::: DATASET ENTRIES

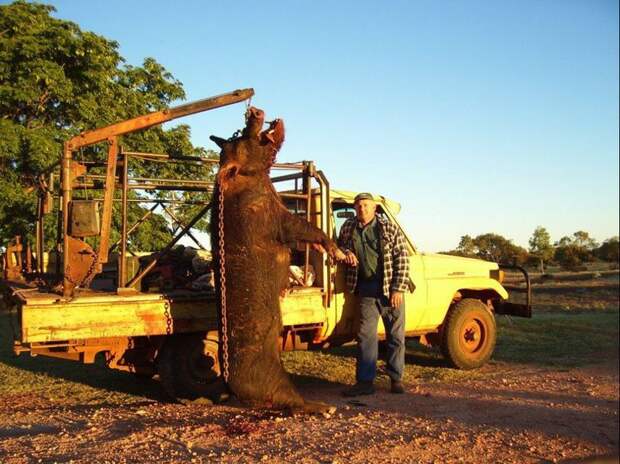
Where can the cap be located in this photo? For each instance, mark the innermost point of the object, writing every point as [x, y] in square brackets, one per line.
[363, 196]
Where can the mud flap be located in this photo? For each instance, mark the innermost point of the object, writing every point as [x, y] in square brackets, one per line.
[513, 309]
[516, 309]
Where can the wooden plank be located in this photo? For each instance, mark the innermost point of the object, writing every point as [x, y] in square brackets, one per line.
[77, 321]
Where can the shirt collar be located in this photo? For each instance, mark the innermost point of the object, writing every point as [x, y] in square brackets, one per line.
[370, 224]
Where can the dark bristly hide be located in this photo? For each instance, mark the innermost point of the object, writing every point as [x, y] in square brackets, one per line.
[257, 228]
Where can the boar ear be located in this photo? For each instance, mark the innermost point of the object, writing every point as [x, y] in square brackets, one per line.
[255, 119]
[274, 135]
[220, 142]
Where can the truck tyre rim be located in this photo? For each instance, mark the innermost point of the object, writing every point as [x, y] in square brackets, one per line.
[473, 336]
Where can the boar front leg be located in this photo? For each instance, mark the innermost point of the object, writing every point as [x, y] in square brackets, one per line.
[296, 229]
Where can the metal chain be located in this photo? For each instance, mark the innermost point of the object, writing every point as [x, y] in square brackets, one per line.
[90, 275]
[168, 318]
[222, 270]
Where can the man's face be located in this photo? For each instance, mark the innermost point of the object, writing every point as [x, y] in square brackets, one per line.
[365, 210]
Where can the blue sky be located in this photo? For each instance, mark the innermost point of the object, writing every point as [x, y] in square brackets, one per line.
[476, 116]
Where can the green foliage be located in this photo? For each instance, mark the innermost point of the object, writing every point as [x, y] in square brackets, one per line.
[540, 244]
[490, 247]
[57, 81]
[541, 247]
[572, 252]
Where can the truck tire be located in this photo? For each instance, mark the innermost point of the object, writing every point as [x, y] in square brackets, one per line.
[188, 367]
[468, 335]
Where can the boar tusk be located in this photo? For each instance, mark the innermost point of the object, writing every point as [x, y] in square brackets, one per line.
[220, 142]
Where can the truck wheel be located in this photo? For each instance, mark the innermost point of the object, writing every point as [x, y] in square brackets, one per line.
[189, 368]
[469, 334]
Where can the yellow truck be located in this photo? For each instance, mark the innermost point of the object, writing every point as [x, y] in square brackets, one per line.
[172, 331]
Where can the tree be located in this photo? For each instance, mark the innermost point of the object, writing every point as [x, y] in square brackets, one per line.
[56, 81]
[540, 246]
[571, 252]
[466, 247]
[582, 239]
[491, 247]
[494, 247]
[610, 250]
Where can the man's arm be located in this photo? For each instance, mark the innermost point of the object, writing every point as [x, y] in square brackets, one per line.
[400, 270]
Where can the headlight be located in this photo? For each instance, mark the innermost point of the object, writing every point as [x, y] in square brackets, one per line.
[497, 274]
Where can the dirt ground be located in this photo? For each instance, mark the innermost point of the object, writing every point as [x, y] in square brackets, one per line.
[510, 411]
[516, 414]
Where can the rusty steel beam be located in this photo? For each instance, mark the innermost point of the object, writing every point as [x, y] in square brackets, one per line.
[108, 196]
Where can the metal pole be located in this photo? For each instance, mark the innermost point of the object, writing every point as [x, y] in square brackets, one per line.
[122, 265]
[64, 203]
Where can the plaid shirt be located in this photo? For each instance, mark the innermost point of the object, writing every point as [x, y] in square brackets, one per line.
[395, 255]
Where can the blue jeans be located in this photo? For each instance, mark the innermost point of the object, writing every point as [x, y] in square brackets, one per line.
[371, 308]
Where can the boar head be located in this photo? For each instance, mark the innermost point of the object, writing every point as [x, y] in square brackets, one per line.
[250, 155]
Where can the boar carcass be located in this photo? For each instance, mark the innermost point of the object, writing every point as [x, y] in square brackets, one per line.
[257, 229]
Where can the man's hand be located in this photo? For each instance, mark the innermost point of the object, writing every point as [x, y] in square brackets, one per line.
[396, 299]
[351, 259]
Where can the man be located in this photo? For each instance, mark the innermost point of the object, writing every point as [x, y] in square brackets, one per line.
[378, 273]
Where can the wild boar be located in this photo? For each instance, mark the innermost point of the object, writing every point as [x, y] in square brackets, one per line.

::::::

* [WHAT YOU SHOULD DO]: Give back the whole listing exactly; no pictures.

* [RESULT OF THIS TASK]:
Where can the cap be located in this photo? For each instance, mark the innermost point of the object, writing every point as [x, y] in square brackets, one per line.
[363, 196]
Where can the mud flap be located in this photo? For each instance, mark the innermost point of the object, writing every point as [x, y] in square brackets, one per line.
[513, 309]
[516, 309]
Where can the wooden plank be located in this photo? For each instance, mark the innermost point of the object, writing every point as [x, y] in square brackets, one per line.
[77, 321]
Where can the shirt collar be located in this photo? For each instance, mark the innermost point of the object, writing every point as [x, y] in square brackets, one per line.
[370, 224]
Where can the dark bristly hide be located in this photo? For each instance, mark the innermost point of the object, writing every point as [x, y] in square brackets, one per line.
[257, 228]
Where can the boar ear be located in this photo? For each instance, mark the innermost point of the object, writing every point as [x, y] in square brackets, one per line.
[255, 119]
[274, 135]
[220, 142]
Where can the truck tyre rim be located in this photo? For each instance, mark the innermost point of the object, writing every point as [x, y] in square brackets, one per line.
[473, 336]
Where can the boar front leg be located in this photo? For each instance, mark the innermost point of the object, writing every point as [x, y] in square brackets, one per line.
[296, 229]
Where can the metal chain be located in this photo? For each instance, mark the innermost point of the object, writing every point as [x, y] in square brackets, one per line.
[90, 275]
[168, 318]
[222, 270]
Where can the man's face be located in this photo? For each instance, mark the innermost point of the object, writing every point as [x, y] in square brackets, one per line.
[365, 210]
Where can the blue sky be located in this photo? For each instance, mark the innermost point of the object, writing every point as [x, y] in square brackets, one per line.
[476, 116]
Where can the green foliage be located in this photo? For each instance, mark the innermost point of the object, writing every point as [x, y] in square brackets, one per line.
[540, 244]
[490, 247]
[57, 81]
[541, 247]
[572, 252]
Where can the truck tire be located in this photo? For each instance, mark the innermost point of the object, writing every point as [x, y] in square brackets, one per line.
[188, 367]
[468, 335]
Where can the boar tusk be located in this photo? For each instance, mark the innermost point of the object, writing every point as [x, y] in square brackets, one per line.
[220, 142]
Where can the truck wheel be located in this photo? For each instance, mark the innermost point of the object, writing every point as [x, y] in square brackets, one per line.
[189, 368]
[469, 334]
Where can the yellow truck be located in this photo? For each instance, mark the innermost point of the object, writing every point as [x, y] in square brackets, one per line.
[172, 331]
Where can the tree be located in this photo? For each instance, mark the innermost point of the object, writing every point as [x, y] in square brackets, one per line.
[56, 81]
[540, 246]
[571, 252]
[466, 247]
[582, 239]
[491, 247]
[494, 247]
[610, 250]
Where can the man's arm be located in this photo? For each instance, mark the innermost point of the object, writing every point as [x, y] in square brackets, one per line.
[400, 270]
Where can the headlight be located in this photo? For each instance, mark the innermost point of the object, writing every point as [x, y] in square brackets, one per line.
[497, 274]
Where can the dirt ground be located in this photo? For each instance, mark the innermost point of the object, writing every point as [x, y] in square brackets, one per line.
[510, 411]
[516, 414]
Where can the rusty steel beam be located in this photo? For each instance, mark the innermost point of the object, writing every point as [x, y] in square brackets, one per line.
[108, 196]
Where can the metal pole be located in this photo? For each instance, mark the innermost point of the object, writing every point as [x, y] in square brackets, one per line.
[122, 265]
[64, 203]
Where can the plaid shirt be located in this photo? For each instance, mark the innermost point of the object, writing every point as [x, y] in square brackets, one per line.
[395, 255]
Where can the blue jeans be located in this photo? For each instance, mark the innermost point of the object, writing every point as [x, y] in square brackets, one per line.
[371, 308]
Where can the boar head be located in this photo? For each instance, mark the innermost point of the object, writing every point as [x, y] in square brackets, one per line.
[250, 155]
Where can the boar carcass be located in this photo? For each instance, mark the innermost point of the object, writing every point as [x, y] in square brackets, one per line.
[257, 229]
Where can the man's hand be located in this photo? For each instance, mark the innermost point of the object, writing every point as [x, y] in square brackets, one per line.
[396, 299]
[351, 259]
Where can the man be located in this photo? For each instance, mark the innermost point of the object, writing every point as [x, y] in square brackets, one per line.
[378, 273]
Where can the wild boar be located in this photo? For each instance, mark the innermost point of the object, writing every point as [x, y] in square brackets, one per line.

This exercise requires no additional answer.